What you need to do:
Please set down the entries below once more, exactly.

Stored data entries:
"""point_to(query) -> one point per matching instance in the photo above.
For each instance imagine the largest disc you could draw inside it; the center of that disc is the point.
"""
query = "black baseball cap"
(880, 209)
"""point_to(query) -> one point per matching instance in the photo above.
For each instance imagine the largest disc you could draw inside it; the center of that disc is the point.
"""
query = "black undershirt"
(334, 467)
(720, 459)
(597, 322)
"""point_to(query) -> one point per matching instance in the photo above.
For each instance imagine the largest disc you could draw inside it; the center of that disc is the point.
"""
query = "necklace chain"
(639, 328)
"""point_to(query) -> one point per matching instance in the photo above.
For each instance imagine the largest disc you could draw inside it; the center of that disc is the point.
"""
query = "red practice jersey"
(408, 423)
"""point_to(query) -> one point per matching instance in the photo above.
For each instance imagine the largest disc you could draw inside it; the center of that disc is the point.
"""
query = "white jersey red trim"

Worked solution:
"""point_to(query) -> one point per matching instance in the photo above.
For each instance imagine the largest disc you could draw inside it; the center of that disc is the point.
"""
query = "black baseball cap"
(880, 209)
"""point_to(query) -> one point per matching instance in the photo above.
For each instance imagine the largest disc you could draw inside it; the center of that disc is the point.
"""
query = "black undershirt"
(334, 467)
(720, 459)
(597, 322)
"""point_to(query) -> one point per matching instance in the photo above.
For each instance imagine the largest disc you could draw inside it; the center of that disc is the point.
"""
query = "necklace chain"
(639, 328)
"""point_to(query) -> one point per matching instance in the photo above.
For each instance imagine the largest disc you could draw inside it; the center of that disc is the point.
"""
query = "red practice jersey"
(408, 423)
"""point_to(query) -> one point per matching instance in the photo above.
For each instance imagine the largest disc you could draw inside it; the center of that disc is the point.
"""
query = "white jersey red trim"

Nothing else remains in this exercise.